### EXTRAIT DE PAGE

Un simple « accident électoral » ?

Pour Dominique Voynet, son très faible résultat n’est pas une « catastrophe écologique ». Le parti vert reporte après les législatives
le nécessaire débat sur son avenir politique.

Patrick Piro  • 26 avril 2007 abonné·es

Les Verts ont accepté avec une apparente philosophie le résultat du premier tour de la présidentielle. Quand le résultat de Dominique Voynet [^2] apparaît sur les écrans du Lavoir moderne parisien, petit théâtre du XVIIIe arrondissement de Paris transformé en QG le temps d’une soirée électorale, aucune émotion particulière n’étreint la centaine de militants présents. « Tout s’est passé comme prévu » , blague le député Yves Cochet. Quelques « ouais ! » saluent les chiffres encore plus modestes de José Bové, et surtout ceux du chasseur Frédéric Nihous, qui avait affiché comme objectif principal de battre la candidate verte.

Autour du buffet, le discours est bien rodé : c’est le « vote utile » au profit de Ségolène Royal mais aussi, en partie, de François Bayrou, qui a laminé les écologistes (le candidat Noël Mamère avait pourtant recueilli 5,25 % des suffrages en 2002). Bref, hormis la LCR, la même claque que pour les autres « petits partis » [^3], leur premier candidat historique, en 1974.), mais avec cette propension particulière à l’encaisser sans faire de drame : la personnalisation de la présidentielle réussit mal aux Verts, et leur électorat est traditionnellement peu captif. Celui-ci devrait rentrer au bercail à l’occasion des législatives de juin, pronostique même Dominique Voynet. « Un accident électoral, pas une catastrophe écologique » , résume la secrétaire nationale, Cécile Duflot.

Sans surprise, la candidate Verte appelle à voter pour Ségolène Royal au second tour. Mais, avec un aussi faible pactole en poche, personne n’ose parler de « négociations » avec les socialistes, enjoints à considérer le message des Verts entre les deux tours. « Pour battre Sarkozy et faire gagner la gauche , estime le porte-parole Yann Wehrling, Ségolène Royal devra répondre pleinement aux attentes des écologistes. » Attentes que Dominique Voynet et le collège exécutif du parti, exercice formel, égrènent dans leurs déclarations : un plan ambitieux de lutte contre le réchauffement climatique, sur l’énergie, la sortie du nucléaire, l’arrêt des projets autoroutiers, la réduction des inégalités sociales, les OGM et la réforme des institutions.

Cette argumentation sans surprise devrait permettre aux Verts de faire momentanément l’économie d’une introspection, qu’ils pourraient retarder à leurs prochaines journées d’été en août. En effet, même une éventuelle victoire de la gauche le 6 mai au soir, n’éludera pas la douloureuse question : quel avenir pour l’écologie politique incarnée par les Verts en France ? Priorité ayant été donnée à la campagne électorale, la portée du choc Hulot n’a pas encore été analysée. Alors que tous les candidats ou presque ont fait acte d’allégeance au Pacte écologique de ce dernier, le résultat de Dominique Voynet ne conclurait-il pas aussi, dans l’esprit de l’électorat, à « l’inutilité » des Verts ?

######
### LIGNES DE DONNÉES

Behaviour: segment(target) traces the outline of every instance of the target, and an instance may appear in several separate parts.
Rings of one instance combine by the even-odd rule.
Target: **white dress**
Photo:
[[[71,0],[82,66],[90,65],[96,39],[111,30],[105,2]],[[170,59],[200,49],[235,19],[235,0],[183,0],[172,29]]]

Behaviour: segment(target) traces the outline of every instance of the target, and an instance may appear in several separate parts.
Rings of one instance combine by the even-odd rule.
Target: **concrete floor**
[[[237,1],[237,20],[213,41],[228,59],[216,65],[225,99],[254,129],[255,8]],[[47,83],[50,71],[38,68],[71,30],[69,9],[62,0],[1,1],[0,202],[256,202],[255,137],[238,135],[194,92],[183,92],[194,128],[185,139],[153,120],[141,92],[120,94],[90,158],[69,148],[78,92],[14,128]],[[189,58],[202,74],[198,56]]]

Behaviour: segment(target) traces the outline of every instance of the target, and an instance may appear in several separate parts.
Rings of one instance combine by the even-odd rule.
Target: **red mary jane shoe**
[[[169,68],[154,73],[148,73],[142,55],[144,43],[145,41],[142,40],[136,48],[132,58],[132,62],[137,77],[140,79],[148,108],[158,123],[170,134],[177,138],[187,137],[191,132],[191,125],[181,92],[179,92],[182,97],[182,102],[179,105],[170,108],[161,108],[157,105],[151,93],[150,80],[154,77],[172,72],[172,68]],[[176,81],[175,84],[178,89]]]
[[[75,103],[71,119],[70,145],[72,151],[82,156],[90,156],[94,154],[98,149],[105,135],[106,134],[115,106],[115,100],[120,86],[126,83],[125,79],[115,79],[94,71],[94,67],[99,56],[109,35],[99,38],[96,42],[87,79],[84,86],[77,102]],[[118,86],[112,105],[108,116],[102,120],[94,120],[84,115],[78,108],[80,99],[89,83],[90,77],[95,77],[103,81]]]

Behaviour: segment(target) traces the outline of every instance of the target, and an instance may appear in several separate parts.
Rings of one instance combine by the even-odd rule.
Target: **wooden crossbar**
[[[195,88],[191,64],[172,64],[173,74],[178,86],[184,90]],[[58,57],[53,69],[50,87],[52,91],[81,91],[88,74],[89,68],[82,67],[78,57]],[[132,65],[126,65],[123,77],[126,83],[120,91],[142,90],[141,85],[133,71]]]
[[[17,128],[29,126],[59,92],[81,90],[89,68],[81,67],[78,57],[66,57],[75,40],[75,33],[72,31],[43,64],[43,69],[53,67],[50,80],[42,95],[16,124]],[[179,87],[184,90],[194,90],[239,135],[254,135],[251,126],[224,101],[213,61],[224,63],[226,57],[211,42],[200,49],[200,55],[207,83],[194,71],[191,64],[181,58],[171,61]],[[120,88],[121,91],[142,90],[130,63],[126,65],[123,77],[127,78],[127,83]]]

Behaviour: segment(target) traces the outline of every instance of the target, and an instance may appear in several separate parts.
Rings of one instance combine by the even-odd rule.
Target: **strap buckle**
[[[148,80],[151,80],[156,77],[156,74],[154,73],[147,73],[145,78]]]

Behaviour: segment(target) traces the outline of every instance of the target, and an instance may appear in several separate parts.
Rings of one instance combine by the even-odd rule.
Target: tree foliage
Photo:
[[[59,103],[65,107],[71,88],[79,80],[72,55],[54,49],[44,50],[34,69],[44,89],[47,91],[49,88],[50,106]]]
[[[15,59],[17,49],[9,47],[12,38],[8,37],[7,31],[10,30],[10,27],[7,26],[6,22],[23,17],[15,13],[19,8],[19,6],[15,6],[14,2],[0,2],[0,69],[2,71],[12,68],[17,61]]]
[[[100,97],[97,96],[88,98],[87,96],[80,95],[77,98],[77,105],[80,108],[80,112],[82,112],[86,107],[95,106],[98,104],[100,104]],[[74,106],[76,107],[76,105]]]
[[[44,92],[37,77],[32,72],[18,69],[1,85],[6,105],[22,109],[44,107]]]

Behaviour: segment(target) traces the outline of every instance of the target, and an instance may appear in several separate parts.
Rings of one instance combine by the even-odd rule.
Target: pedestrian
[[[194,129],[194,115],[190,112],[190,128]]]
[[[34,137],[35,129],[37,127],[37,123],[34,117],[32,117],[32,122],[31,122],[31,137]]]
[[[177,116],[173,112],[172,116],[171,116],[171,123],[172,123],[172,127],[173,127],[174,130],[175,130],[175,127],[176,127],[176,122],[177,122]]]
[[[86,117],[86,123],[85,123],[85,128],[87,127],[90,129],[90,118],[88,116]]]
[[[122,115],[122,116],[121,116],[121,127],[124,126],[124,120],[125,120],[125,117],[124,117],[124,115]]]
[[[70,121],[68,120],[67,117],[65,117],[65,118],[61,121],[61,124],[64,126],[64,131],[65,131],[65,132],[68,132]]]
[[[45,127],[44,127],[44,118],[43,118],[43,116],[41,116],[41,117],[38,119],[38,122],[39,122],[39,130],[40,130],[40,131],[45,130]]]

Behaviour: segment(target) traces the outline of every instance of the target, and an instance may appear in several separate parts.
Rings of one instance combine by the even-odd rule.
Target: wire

######

- **SÉRIE D'EXERCICES**:
• a. Recopiez le passage de l'extrait situé entre « Sans surprise, la » et « réforme des institutions. », ces deux bornes comprises.
• b. Pour chaque affirmation, dites si l'extrait la confirme en répondant par oui ou non, et citez mot pour mot les mots de l'extrait qui tranchent : (i) Noël Mamère avait obtenu 5,25 % des suffrages en 2002 ; (ii) Dominique Voynet appelle à voter pour François Bayrou au second tour ; (iii) la soirée électorale des Verts se tenait dans un théâtre du XVIIIe arrondissement de Paris.
Les lignes de données n'ont aucun rôle ici.

- **EXERCICES CORRIGÉS**:
• a.
Sans surprise, la candidate Verte appelle à voter pour Ségolène Royal au second tour. Mais, avec un aussi faible pactole en poche, personne n’ose parler de « négociations » avec les socialistes, enjoints à considérer le message des Verts entre les deux tours. « Pour battre Sarkozy et faire gagner la gauche , estime le porte-parole Yann Wehrling, Ségolène Royal devra répondre pleinement aux attentes des écologistes. » Attentes que Dominique Voynet et le collège exécutif du parti, exercice formel, égrènent dans leurs déclarations : un plan ambitieux de lutte contre le réchauffement climatique, sur l’énergie, la sortie du nucléaire, l’arrêt des projets autoroutiers, la réduction des inégalités sociales, les OGM et la réforme des institutions.

• b.
(i) Oui : « le candidat Noël Mamère avait pourtant recueilli 5,25 % des suffrages en 2002 ».
(ii) Non : « la candidate Verte appelle à voter pour Ségolène Royal au second tour ».
(iii) Oui : « petit théâtre du XVIIIe arrondissement de Paris transformé en QG ».